** START OF Input **

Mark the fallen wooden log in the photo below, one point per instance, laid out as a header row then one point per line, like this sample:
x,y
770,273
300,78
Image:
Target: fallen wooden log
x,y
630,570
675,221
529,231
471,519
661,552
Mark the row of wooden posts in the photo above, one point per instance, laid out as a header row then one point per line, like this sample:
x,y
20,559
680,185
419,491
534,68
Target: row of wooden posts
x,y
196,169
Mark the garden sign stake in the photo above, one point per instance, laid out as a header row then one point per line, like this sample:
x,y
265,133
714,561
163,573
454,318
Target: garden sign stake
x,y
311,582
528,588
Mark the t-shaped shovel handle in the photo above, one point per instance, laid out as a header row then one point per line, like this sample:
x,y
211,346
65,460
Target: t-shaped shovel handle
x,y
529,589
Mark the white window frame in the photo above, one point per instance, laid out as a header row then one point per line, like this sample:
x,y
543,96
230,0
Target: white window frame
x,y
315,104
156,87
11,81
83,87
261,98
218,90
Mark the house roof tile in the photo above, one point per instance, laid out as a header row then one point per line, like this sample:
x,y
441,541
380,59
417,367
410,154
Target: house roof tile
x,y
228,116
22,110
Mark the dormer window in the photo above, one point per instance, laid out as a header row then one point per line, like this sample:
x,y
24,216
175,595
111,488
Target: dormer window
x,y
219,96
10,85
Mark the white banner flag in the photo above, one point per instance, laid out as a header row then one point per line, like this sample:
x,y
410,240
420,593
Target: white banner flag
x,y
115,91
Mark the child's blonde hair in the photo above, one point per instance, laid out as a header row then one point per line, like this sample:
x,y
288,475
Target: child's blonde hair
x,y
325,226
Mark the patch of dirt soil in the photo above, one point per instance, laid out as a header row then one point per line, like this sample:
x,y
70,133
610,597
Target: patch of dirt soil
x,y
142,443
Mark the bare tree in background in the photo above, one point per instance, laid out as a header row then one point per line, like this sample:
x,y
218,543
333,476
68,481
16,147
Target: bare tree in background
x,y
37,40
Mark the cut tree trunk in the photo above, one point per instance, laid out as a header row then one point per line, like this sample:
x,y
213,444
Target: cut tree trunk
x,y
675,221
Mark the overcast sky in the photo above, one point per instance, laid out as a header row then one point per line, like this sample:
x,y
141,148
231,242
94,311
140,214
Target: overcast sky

** END OF Input **

*Required work*.
Update the records above by changing every "Target" to "Object". Reproduce all the lines in full and leave everything else as it is.

*Written solution*.
Mark the fallen wooden log in the photo below, one point per instance, laid out as a header row then one point per line, like this sample:
x,y
770,273
300,78
Image:
Object: fallen wooden log
x,y
630,570
675,221
529,231
471,519
661,552
Mark the row of wooden posts in the photo above, one point per instance, laid out as a header row then one point per line, like this sample:
x,y
20,559
680,185
419,491
534,68
Object: row of wooden posts
x,y
196,169
Mark the garden sign stake in the photo above, one point per instance, laid out as a header row then one point per line, like this sample:
x,y
265,133
714,561
163,573
454,318
Object: garden sign stake
x,y
311,582
528,588
Mark the t-shaped shovel handle in the photo above, one point per instance, laid out as a header row then one point per line, like this sample:
x,y
211,346
65,460
Object: t-shaped shovel handle
x,y
529,589
Mark the white window frame in the photo above, one point per instance, laid out as a header row then one point per line, like this sample:
x,y
543,96
230,0
Object: white window frame
x,y
315,104
156,87
11,81
83,87
261,98
218,90
Mark the house roof tile in the photo above, one point per instance, laid out as a header row then one point per line, like this sample:
x,y
441,541
380,59
417,367
410,154
Object: house roof tile
x,y
228,116
22,110
Mark the dormer window in the photo above, one point per instance, laid out as a header row then one point per line, like this sample:
x,y
24,216
175,595
111,488
Object: dormer window
x,y
219,96
10,85
Mark the white banner flag in the photo above, one point per instance, laid out as a header row then one point per line, like this sample:
x,y
410,240
420,593
Object: white banner flag
x,y
115,91
Mark the child's blonde hair in the photo above, one point per instance, laid out as a header row then one point per line, like this sample:
x,y
288,475
Object: child's blonde hair
x,y
325,226
Mark the patch of dirt soil in the photo above, one point per instance, laid out as a header row then one point per line, like this sample:
x,y
70,133
610,597
Object: patch of dirt soil
x,y
142,443
Mark the bare tree in background in the photo above, one point per instance, laid out as a header row then one point per line, like this sample:
x,y
218,543
333,476
68,481
16,147
Object: bare tree in background
x,y
37,40
Mark the cut tree trunk in the photo above, one point per instance, laid out as a header row then one point per line, like this sample:
x,y
213,444
Object: cut tree trunk
x,y
675,221
Mark the overcast sky in the photo above, one point per instance, laid out as a header row then one point per line, like this sample:
x,y
141,148
231,242
94,311
140,214
Object: overcast sky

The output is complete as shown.